## [Task]
Please rescale the records below, from the line containing "Prompt: place one marker on each instance of the shaggy" through the end of the records, both ends included. Write all of those lines out again, requests included, and multiply every coordinate in the answers by 1.8, rounding to whole numbers with halves rounded up.
-- begin Extracted information --
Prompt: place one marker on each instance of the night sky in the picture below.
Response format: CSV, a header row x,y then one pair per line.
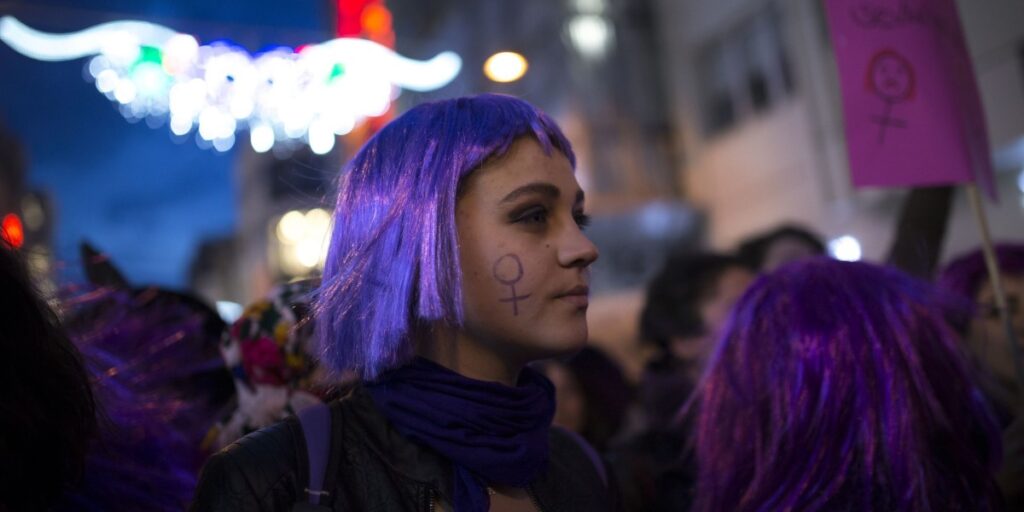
x,y
134,192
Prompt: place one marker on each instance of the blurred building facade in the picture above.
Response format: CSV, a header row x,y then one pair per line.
x,y
26,214
754,90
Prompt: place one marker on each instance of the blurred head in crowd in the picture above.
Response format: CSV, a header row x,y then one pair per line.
x,y
984,331
840,386
158,377
591,393
460,220
688,302
47,413
787,243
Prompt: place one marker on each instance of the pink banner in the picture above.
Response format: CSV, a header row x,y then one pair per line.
x,y
912,113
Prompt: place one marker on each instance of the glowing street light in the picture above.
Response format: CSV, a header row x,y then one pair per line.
x,y
505,67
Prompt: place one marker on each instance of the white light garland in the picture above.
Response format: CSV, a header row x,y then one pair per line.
x,y
280,96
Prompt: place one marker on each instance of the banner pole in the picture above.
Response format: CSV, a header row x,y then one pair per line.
x,y
996,281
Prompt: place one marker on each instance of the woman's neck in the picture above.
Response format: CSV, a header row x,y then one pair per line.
x,y
462,354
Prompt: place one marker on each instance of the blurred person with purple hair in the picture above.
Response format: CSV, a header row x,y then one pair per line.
x,y
457,258
985,340
839,386
47,407
158,378
687,303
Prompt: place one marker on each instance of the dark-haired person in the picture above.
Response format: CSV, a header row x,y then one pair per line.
x,y
47,412
985,340
772,249
685,309
839,386
458,257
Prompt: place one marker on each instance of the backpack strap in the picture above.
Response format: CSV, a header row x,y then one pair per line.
x,y
315,422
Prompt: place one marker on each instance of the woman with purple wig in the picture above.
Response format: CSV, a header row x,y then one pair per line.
x,y
457,258
985,340
838,386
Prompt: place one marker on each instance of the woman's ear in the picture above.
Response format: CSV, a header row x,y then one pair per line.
x,y
98,268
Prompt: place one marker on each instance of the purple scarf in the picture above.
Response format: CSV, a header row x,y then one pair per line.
x,y
493,433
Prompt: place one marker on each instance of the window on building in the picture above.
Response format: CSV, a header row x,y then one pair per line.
x,y
743,72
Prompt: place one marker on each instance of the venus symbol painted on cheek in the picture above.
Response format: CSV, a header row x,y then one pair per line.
x,y
508,270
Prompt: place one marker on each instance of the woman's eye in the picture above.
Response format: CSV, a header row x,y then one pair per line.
x,y
537,216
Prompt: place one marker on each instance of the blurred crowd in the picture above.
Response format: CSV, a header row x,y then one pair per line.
x,y
778,378
117,393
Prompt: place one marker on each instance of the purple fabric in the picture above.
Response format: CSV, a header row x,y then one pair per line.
x,y
493,433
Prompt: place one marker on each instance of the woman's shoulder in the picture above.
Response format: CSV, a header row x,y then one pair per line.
x,y
260,471
578,477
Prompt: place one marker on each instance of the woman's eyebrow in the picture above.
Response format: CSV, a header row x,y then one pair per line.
x,y
540,187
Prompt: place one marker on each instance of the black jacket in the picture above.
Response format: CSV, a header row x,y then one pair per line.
x,y
378,470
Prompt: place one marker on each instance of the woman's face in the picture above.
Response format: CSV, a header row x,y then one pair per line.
x,y
523,255
988,338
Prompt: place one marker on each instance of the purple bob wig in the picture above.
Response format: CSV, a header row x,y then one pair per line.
x,y
392,265
839,386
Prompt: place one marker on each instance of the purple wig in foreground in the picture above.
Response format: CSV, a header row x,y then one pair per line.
x,y
839,386
393,260
966,274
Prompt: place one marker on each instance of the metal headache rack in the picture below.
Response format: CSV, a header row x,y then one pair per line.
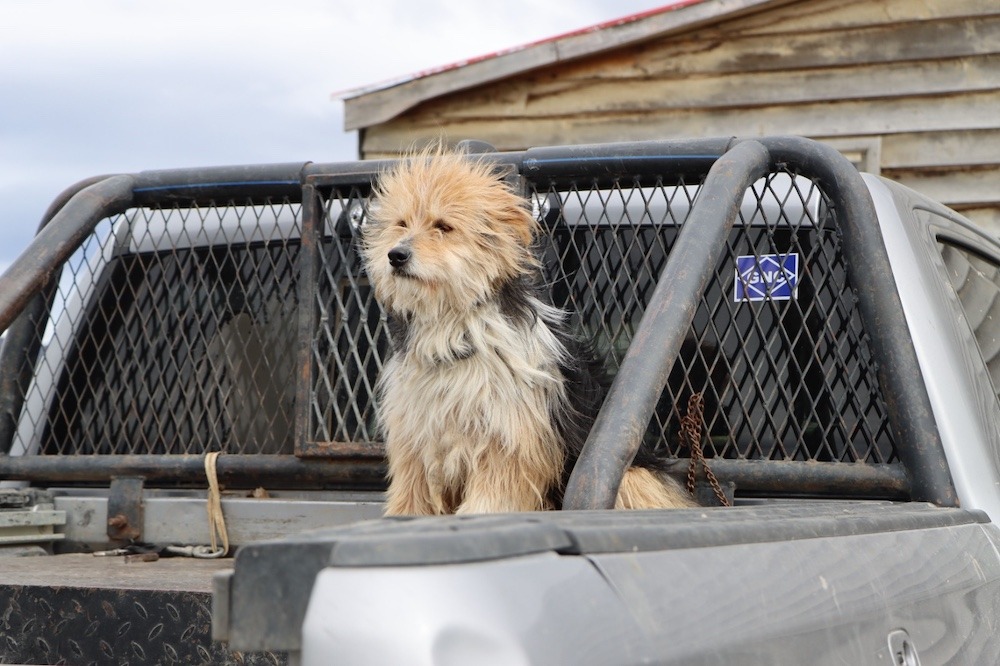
x,y
227,309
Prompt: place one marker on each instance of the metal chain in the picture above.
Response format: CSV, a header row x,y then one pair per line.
x,y
691,435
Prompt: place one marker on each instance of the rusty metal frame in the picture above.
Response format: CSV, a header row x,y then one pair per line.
x,y
731,166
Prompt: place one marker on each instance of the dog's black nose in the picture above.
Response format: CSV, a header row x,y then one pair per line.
x,y
398,256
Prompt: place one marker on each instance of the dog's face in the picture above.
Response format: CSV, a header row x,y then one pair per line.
x,y
444,231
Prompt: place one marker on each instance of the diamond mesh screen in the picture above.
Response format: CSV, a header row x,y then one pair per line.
x,y
786,379
174,333
177,329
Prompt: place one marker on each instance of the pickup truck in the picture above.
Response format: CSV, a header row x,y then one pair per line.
x,y
836,328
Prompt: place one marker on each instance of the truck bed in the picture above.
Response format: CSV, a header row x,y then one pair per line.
x,y
103,610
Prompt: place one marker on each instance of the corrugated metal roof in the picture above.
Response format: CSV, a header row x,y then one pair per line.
x,y
377,103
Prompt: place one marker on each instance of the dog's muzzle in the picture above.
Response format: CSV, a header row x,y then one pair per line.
x,y
399,256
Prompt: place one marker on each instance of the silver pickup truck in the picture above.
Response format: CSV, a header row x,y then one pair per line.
x,y
838,328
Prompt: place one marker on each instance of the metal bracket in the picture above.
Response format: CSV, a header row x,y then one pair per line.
x,y
125,509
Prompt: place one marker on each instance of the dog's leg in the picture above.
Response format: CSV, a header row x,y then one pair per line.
x,y
505,482
644,489
409,493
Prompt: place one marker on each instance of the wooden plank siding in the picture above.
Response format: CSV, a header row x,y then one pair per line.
x,y
918,79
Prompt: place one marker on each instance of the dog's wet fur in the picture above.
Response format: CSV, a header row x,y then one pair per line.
x,y
486,399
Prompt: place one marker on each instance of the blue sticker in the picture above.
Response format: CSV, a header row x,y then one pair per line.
x,y
768,276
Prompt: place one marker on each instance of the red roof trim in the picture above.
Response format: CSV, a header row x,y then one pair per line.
x,y
631,18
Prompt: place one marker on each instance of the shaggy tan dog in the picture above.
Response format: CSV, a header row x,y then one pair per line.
x,y
486,400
-- end Extracted information --
## [Written response]
Prompt: place one marker on each instance of the shaggy tan dog in the picture above.
Response format: CSV, a header row x,y then one pair per line.
x,y
875,720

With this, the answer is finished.